PAGE EXTRACT below:

ACC: Ionis' rare metabolic disorder drug slides from 100% efficacy, but FDA ambitions unchanged

Ionis Pharmaceuticals previously touted that olezarsen was 100% effective in a rare metabolic disorder after a phase 3 readout. Now, the full data set is slightly denting that statistic while leaving plenty of room for a planned regulatory filing later this year.

Olezarsen is being tested in adults with familial chylomicronemia syndrome (FCS). An early late-stage readout in September 2023 linked a high 80-mg dose of the investigational ligand-conjugated antisense medicine to a significant reduction in triglyceride levels and a 100% drop in acute pancreatitis (AP) events compared to 11 for placebo but didn’t provide a deeper look at the data. AP events are a serious complication of FCS in which the pancreas suddenly becomes inflamed.

Now, Ionis has shared the full data set at an April 7 presentation at the 2024 American College of Cardiology (ACC) annual meeting in Atlanta. The secondary endpoint findings are telling a slightly different story.

There was one AP episode in the 80-mg olezarsen group, one in the 50-mg group and 11 episodes in the placebo group.

"In the course of fully analyzing the data, we identified an additional acute pancreatitis event, which is now in the full data report," an Ionis spokesperson told Fierce Biotech in an emailed statement.

Olezarsen-treated patients still had fewer AP events over a year compared to placebo, a reduction Ionis called “clinically meaningful” in the April 7 release. The data also revealed a substantially greater time to the first AP event with olezarsen (one year for the 80-mg arm and 102 days for the 50-mg group) compared to nine days for placebo.

End of PAGE EXTRACT.
DATA EXCERPTS below:

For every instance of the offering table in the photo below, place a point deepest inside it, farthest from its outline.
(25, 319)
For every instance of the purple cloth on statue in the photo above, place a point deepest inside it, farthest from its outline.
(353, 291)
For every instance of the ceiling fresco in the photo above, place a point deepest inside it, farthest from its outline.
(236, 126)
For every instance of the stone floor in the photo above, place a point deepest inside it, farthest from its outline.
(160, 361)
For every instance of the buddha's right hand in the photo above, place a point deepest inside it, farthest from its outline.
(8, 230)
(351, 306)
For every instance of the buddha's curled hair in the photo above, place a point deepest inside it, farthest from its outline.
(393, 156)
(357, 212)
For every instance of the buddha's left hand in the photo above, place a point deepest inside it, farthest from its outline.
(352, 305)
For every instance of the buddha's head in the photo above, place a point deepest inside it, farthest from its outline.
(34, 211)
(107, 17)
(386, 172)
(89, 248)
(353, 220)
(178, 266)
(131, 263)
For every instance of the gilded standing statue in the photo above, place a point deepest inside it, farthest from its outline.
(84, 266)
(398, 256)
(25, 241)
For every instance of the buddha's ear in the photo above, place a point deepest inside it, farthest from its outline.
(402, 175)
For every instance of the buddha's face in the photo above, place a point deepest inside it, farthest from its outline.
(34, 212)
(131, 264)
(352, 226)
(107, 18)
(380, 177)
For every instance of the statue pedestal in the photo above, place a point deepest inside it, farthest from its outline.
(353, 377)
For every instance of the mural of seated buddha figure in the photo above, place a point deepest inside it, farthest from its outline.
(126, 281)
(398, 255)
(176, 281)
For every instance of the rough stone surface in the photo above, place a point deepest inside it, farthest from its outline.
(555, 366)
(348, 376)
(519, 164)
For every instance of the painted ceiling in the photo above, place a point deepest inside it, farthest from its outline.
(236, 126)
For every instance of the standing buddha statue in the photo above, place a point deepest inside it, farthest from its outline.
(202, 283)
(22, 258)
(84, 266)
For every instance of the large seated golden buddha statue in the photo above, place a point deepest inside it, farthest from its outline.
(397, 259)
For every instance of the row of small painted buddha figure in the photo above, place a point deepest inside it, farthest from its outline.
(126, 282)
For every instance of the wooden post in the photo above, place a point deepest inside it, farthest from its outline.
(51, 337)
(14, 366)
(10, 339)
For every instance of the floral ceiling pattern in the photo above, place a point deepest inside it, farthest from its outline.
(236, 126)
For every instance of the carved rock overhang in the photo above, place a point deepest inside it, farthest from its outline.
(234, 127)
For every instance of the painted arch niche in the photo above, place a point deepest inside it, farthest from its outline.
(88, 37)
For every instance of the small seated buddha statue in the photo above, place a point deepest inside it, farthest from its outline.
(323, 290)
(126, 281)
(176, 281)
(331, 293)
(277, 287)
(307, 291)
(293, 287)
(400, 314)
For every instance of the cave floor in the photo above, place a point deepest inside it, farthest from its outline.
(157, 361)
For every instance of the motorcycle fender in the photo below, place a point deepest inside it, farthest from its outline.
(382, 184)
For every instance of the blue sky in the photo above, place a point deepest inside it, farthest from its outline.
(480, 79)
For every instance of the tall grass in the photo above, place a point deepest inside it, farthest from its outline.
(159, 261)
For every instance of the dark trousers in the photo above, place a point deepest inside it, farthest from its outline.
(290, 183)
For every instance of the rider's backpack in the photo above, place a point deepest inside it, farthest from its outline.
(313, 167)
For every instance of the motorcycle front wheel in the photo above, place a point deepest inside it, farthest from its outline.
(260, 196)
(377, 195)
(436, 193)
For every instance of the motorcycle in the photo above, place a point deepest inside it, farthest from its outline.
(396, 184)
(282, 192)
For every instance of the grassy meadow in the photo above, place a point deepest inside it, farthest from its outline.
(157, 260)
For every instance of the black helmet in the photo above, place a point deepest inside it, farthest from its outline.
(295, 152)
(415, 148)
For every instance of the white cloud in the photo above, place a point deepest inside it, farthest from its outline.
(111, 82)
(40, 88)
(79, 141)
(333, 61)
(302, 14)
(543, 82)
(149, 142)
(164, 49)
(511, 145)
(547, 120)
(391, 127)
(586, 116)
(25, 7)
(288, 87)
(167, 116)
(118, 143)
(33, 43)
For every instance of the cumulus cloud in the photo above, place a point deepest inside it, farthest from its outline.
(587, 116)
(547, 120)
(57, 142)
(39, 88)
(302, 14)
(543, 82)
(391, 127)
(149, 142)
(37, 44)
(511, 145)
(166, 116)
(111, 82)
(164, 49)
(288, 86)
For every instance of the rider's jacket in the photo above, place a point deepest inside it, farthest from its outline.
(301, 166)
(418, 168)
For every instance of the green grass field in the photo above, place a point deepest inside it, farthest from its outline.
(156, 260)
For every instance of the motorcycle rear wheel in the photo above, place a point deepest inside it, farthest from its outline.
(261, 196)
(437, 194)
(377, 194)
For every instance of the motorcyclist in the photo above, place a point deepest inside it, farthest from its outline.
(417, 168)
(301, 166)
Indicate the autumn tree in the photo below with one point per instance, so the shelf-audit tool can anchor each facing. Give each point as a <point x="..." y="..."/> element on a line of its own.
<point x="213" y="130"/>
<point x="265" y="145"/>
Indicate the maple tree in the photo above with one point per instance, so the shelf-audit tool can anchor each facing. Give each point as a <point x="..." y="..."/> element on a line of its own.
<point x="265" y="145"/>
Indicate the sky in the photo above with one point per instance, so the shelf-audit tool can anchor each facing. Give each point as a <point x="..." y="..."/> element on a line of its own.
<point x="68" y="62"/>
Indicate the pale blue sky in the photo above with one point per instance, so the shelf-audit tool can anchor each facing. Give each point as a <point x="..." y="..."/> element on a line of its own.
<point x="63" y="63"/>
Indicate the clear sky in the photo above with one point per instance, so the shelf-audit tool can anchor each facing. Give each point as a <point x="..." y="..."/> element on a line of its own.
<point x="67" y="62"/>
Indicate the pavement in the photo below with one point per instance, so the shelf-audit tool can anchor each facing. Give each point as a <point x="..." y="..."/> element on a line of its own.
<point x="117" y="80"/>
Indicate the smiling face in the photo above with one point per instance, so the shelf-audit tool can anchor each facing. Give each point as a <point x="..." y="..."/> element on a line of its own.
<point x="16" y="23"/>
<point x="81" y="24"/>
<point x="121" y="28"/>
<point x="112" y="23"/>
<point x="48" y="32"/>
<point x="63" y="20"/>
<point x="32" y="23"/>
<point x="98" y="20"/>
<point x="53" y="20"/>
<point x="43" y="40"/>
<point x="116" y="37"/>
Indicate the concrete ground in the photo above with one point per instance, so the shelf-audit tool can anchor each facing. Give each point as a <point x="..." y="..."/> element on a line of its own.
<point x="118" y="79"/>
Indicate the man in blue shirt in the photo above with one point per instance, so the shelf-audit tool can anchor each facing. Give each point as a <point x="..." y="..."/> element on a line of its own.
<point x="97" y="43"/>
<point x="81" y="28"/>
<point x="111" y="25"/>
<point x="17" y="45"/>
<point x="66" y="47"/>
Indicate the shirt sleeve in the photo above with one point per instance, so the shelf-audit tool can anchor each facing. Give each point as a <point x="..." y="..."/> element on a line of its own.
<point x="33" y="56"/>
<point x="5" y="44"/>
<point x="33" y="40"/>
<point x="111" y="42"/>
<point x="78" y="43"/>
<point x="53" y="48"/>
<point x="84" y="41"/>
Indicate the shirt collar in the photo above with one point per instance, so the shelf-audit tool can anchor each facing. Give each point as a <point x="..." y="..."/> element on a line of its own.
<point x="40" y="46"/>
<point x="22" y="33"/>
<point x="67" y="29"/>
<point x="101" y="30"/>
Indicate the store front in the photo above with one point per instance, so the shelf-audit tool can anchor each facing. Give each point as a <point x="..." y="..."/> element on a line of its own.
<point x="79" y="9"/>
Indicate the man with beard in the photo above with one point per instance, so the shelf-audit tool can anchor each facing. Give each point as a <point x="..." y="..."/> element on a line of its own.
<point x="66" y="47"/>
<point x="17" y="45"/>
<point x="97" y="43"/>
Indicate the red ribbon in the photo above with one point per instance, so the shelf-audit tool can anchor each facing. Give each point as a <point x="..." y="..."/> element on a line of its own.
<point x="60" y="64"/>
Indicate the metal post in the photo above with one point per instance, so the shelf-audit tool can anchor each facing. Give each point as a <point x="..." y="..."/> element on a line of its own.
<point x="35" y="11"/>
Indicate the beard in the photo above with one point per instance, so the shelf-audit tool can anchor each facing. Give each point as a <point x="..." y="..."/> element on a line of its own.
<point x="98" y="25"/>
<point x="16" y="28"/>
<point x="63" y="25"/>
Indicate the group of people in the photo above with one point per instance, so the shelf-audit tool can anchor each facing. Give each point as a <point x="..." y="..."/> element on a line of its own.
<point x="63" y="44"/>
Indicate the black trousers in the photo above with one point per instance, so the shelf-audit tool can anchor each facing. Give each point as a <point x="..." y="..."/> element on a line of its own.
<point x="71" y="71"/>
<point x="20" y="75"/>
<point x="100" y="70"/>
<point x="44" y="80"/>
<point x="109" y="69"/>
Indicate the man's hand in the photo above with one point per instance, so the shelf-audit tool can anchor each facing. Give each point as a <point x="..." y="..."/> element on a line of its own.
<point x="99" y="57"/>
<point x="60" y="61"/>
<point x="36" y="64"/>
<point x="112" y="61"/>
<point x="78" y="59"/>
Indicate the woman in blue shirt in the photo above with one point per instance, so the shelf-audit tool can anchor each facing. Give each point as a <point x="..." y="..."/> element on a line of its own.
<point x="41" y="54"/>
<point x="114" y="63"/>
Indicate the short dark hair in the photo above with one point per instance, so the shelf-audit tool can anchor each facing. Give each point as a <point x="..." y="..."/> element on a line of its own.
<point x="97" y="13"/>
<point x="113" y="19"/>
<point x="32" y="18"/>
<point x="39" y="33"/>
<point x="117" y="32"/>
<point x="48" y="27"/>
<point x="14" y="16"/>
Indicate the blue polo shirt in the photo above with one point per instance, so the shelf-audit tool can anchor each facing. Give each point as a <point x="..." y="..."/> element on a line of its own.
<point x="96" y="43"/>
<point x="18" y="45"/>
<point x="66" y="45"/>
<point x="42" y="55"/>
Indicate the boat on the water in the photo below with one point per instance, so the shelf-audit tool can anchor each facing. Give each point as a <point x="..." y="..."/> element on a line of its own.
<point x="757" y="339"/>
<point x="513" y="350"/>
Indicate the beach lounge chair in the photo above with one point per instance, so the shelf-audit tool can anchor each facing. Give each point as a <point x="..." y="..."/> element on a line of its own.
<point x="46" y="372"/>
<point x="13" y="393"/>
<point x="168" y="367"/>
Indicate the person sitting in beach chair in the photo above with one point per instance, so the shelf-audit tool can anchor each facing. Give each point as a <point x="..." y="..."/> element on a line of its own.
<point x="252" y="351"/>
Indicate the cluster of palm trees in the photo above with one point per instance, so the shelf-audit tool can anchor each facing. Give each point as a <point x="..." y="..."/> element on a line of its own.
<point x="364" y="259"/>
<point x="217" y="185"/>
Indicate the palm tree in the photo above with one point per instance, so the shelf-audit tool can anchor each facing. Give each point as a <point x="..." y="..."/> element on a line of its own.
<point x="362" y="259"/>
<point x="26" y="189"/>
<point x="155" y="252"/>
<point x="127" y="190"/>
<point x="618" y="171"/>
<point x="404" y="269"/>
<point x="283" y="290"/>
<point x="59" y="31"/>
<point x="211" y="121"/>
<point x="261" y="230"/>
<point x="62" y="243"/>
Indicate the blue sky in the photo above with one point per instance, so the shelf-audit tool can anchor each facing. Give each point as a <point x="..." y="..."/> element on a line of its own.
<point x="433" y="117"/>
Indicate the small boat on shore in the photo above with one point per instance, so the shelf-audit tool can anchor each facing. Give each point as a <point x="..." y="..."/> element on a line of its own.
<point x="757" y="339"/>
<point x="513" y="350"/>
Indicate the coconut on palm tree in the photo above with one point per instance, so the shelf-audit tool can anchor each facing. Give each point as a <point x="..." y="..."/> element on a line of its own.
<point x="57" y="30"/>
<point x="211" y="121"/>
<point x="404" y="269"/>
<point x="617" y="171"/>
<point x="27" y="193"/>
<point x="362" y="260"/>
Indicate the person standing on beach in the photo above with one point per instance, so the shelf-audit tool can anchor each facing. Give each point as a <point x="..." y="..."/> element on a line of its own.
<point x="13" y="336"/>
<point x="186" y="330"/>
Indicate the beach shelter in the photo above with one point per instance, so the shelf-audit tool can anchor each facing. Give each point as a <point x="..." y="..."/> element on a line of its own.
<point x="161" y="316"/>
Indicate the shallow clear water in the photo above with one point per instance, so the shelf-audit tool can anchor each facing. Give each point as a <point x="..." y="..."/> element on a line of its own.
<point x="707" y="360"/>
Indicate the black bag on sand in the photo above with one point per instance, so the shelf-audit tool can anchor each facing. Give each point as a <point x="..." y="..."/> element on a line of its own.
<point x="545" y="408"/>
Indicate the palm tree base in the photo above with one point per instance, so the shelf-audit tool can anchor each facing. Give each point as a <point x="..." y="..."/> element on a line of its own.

End of DATA EXCERPTS.

- **CHECK YOUR UNDERSTANDING**:
1) Answer these questions about the olezarsen article.
(a) In what month and year did the early late-stage readout take place?
(b) In what city was the 2024 American College of Cardiology annual meeting held?
(c) How many days passed before the first AP event in the placebo group?
2) Copy out the olezarsen article word for word from "Now, Ionis has" to "slightly different story.".
Draw only on the olezarsen article, not on outside knowledge.

- **SET OF ANSWERS**:
1)
(a) September 2023
(b) Atlanta
(c) Nine days

2)
Now, Ionis has shared the full data set at an April 7 presentation at the 2024 American College of Cardiology (ACC) annual meeting in Atlanta. The secondary endpoint findings are telling a slightly different story.